- **To be done**
Return the line containing "Annotation guideline: every instance of the toddler in orange" and all lines after it exactly; stop at the end of the material.

- **Location identification entries**
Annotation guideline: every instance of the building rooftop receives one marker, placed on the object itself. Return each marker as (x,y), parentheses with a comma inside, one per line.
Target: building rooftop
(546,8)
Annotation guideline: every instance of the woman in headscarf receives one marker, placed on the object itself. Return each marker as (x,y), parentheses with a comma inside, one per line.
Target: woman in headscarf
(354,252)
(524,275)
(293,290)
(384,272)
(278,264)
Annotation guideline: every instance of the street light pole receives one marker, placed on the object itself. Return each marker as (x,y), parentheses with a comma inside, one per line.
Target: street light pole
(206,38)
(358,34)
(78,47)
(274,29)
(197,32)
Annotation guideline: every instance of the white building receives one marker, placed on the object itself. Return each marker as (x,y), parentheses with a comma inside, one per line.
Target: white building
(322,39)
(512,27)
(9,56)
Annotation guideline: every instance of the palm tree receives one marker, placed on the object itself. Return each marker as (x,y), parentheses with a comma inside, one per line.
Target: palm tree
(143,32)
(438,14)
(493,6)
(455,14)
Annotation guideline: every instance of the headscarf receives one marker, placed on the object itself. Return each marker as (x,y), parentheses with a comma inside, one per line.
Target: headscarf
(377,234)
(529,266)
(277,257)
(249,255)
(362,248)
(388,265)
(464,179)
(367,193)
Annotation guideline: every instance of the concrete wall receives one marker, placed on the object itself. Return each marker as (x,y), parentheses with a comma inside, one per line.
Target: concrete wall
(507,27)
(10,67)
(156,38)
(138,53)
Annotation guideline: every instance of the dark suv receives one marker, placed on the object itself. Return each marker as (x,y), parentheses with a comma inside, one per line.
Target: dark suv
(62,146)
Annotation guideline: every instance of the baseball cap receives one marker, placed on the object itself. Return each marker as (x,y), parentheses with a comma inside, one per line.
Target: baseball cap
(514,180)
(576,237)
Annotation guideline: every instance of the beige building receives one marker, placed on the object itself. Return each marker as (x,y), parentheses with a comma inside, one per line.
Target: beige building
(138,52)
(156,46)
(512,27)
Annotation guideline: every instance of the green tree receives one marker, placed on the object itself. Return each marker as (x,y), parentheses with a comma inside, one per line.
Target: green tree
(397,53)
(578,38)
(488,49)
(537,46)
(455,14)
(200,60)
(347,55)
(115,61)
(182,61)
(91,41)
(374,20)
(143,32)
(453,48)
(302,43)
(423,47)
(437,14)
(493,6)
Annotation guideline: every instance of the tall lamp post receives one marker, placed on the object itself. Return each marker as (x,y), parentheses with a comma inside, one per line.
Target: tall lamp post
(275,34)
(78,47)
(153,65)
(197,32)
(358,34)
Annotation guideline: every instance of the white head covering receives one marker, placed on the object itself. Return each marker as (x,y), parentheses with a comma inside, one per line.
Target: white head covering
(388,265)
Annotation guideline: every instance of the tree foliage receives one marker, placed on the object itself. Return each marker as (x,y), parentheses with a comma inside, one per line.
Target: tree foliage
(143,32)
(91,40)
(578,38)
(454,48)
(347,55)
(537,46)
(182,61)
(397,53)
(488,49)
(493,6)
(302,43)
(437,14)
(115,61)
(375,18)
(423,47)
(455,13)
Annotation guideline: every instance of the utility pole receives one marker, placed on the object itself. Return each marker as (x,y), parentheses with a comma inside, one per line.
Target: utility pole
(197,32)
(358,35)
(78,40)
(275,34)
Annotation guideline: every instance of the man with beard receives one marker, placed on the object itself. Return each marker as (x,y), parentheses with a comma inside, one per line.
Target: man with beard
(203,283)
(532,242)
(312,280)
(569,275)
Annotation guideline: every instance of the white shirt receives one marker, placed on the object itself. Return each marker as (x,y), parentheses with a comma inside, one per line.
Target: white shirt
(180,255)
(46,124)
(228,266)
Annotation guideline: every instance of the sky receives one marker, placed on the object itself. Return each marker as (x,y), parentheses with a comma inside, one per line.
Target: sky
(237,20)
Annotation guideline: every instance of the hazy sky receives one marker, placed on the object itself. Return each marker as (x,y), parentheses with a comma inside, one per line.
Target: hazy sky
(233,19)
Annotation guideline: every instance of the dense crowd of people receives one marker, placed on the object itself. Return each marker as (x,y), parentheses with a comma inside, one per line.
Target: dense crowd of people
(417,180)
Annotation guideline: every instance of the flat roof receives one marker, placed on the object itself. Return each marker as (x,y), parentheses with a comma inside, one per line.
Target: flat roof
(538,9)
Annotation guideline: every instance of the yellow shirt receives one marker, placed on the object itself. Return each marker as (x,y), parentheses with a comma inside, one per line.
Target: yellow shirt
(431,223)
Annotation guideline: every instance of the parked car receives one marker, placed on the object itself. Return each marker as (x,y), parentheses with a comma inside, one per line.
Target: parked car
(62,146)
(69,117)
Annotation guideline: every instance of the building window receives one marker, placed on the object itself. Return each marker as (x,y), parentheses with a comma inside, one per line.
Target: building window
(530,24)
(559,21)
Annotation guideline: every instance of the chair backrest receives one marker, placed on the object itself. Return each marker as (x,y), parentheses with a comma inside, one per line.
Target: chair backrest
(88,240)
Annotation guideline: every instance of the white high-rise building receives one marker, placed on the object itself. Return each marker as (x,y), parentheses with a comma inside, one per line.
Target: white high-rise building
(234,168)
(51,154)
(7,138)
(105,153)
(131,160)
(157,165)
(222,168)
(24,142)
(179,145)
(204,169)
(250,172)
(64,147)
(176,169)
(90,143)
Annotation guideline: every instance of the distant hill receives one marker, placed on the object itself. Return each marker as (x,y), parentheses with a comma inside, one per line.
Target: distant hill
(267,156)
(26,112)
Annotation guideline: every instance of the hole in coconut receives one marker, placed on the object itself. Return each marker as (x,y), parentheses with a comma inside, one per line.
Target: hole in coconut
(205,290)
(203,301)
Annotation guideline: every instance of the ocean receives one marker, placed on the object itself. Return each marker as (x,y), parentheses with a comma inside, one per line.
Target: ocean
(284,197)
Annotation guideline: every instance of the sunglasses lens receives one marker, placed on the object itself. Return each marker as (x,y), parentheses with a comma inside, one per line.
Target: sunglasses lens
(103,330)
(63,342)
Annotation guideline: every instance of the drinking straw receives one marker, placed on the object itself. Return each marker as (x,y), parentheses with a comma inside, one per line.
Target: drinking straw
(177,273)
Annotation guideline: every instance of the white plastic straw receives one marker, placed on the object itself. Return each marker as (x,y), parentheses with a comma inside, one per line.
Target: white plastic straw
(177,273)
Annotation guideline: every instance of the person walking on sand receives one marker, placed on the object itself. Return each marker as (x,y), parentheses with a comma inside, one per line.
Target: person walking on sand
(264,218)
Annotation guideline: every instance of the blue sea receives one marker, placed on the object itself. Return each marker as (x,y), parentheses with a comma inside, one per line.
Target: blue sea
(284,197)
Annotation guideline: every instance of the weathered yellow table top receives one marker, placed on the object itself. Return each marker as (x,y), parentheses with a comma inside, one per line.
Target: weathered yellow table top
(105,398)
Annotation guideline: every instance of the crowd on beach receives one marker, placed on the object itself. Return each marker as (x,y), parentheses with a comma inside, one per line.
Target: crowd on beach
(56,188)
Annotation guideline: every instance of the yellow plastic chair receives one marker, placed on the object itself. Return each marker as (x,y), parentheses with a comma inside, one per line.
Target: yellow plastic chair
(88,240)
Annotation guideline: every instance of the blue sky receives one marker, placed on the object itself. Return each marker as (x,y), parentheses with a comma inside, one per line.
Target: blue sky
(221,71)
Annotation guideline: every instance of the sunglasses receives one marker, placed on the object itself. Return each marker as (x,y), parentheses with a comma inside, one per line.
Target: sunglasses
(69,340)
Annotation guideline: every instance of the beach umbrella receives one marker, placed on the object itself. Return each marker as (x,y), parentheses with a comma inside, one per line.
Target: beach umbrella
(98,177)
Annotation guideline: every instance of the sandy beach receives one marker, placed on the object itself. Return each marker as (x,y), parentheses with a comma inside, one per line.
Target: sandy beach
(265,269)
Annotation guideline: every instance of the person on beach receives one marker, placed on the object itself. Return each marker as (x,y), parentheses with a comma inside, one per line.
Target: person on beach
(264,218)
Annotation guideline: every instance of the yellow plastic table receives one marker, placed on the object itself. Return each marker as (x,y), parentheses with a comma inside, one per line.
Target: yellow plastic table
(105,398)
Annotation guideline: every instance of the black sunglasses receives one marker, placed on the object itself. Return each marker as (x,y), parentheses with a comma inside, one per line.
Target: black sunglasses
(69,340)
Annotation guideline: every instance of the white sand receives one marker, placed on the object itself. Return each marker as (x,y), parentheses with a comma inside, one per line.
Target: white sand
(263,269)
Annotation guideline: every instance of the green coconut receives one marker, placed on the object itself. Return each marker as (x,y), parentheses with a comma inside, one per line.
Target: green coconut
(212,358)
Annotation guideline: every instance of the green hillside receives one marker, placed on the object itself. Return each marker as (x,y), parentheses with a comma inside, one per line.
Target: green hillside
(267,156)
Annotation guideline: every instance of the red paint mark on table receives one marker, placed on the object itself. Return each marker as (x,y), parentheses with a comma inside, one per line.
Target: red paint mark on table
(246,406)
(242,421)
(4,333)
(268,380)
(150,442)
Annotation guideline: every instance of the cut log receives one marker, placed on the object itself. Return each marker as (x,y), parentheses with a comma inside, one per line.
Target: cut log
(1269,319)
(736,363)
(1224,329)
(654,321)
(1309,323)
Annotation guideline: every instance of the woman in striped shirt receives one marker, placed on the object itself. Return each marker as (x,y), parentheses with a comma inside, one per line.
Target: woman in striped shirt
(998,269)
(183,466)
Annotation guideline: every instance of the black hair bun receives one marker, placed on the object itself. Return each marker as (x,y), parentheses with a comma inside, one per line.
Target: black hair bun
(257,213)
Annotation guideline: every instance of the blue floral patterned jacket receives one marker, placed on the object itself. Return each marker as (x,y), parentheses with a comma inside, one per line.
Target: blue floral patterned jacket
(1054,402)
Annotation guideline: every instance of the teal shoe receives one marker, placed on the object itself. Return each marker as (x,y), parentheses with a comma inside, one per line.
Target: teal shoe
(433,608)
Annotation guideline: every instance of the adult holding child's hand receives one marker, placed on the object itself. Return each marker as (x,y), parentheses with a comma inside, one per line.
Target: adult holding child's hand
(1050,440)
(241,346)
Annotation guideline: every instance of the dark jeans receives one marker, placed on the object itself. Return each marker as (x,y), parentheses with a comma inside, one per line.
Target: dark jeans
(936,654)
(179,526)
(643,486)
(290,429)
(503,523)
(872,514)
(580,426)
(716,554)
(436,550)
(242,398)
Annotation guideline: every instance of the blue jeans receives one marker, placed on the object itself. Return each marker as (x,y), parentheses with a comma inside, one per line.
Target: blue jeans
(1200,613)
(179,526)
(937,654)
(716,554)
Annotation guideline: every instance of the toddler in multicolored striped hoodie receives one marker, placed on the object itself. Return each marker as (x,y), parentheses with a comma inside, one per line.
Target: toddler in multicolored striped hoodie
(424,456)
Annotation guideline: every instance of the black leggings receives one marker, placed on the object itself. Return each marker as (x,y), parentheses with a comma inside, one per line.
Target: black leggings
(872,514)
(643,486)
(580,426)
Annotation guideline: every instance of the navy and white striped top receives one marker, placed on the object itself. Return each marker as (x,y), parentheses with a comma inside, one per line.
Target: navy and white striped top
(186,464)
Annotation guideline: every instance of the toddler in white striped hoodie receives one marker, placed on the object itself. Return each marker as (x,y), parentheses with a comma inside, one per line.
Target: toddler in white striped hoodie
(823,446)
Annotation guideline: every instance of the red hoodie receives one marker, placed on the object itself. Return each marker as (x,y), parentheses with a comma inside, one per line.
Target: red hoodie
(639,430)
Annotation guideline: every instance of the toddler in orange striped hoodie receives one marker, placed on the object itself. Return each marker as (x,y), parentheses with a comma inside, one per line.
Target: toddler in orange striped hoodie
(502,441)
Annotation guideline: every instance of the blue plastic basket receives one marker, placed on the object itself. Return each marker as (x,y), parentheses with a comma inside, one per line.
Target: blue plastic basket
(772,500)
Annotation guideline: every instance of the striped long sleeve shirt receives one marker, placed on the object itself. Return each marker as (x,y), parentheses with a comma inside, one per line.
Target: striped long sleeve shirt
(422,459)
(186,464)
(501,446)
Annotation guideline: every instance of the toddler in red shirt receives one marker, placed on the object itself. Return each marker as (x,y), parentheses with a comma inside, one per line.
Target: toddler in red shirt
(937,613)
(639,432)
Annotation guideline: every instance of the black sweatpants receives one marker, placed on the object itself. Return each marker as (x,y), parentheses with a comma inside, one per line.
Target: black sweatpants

- **Exercise response**
Annotation guideline: every instance of the toddler in orange striped hoodie receives one marker, placed on the object itself. Return each marker as (x,y), parentheses with a comma inside, one per line.
Target: toddler in orange striped hoodie
(502,441)
Annotation guideline: every instance of the blue plastic basket receives one marker, placed on the object itself. Return each marker as (x,y), parentheses with a comma inside, one per line.
Target: blue plastic basket
(772,500)
Annotation guideline: every instance of the striped long sleeve shirt receives one marker, placed on the object itself. Return each marker as (x,y), parentheses with a comma inside, one per line.
Target: striped long sleeve shirt
(422,459)
(186,464)
(501,446)
Annotation guideline: every instance of the toddler in red shirt receives one marker, placed on the object itself. Return each marker as (x,y), parentheses with a comma inside, one per line.
Target: toddler in red shirt
(937,613)
(639,432)
Annotation guideline: every instance of the black sweatpants receives one marker, placed on the object itself. Return each marker as (x,y), parentheses with a comma inside, one per line.
Target: black sweatpants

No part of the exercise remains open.